===== Stored data =====

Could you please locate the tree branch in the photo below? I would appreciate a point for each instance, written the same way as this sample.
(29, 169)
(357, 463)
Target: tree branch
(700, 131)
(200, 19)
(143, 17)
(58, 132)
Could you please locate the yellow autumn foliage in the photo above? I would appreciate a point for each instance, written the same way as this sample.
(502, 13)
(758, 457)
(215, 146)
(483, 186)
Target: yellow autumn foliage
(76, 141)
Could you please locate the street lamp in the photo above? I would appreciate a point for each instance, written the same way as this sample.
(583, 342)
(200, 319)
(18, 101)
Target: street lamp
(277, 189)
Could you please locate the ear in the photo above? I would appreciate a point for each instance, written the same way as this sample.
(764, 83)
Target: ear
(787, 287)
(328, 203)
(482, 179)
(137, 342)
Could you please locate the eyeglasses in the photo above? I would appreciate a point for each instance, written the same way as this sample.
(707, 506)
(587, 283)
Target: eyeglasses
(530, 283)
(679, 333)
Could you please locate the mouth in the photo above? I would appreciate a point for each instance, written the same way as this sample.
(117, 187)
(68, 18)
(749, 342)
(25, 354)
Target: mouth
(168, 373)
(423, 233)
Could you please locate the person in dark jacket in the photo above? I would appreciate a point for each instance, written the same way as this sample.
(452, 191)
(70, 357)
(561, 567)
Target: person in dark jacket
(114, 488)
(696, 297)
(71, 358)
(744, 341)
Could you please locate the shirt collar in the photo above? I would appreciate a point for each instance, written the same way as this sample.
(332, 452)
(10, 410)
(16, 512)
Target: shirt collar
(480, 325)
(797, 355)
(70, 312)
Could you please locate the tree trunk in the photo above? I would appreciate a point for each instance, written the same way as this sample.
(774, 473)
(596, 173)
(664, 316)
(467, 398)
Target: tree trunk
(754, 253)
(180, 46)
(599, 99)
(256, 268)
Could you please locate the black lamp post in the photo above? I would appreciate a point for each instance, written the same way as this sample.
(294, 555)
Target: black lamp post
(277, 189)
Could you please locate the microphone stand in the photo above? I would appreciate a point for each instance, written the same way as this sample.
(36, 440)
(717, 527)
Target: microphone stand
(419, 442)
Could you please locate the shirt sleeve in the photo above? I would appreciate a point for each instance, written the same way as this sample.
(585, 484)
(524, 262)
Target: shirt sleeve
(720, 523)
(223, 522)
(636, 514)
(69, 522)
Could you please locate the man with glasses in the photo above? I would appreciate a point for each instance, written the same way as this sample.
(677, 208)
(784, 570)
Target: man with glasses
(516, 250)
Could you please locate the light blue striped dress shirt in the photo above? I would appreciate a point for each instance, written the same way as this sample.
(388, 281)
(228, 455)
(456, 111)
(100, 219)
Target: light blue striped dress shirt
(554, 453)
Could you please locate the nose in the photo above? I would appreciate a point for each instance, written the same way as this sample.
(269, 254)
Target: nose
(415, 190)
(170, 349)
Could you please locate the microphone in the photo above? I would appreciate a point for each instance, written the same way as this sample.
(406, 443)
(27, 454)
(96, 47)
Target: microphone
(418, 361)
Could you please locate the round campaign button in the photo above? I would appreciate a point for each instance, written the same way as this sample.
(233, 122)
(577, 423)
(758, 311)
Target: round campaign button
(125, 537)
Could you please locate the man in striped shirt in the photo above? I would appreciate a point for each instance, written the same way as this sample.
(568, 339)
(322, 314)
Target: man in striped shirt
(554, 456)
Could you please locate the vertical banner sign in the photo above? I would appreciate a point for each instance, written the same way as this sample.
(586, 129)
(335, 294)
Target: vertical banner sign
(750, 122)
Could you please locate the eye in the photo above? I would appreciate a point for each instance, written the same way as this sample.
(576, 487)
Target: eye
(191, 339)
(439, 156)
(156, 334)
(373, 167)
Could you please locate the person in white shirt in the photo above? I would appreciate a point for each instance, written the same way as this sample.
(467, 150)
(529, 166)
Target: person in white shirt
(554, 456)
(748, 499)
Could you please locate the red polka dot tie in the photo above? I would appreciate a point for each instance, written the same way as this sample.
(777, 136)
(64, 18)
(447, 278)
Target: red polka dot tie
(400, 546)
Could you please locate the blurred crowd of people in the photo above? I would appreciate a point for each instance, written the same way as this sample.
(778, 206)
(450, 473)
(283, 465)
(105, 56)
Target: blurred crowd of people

=====

** What the exercise asks **
Where the string "people" occurs in a line of the material above, copy the whole line.

** Task answer **
Could you please locate the blurred crowd of people in the photo above? I would appreciate a point for each instance, written the same way as this sample.
Target: blurred crowd of people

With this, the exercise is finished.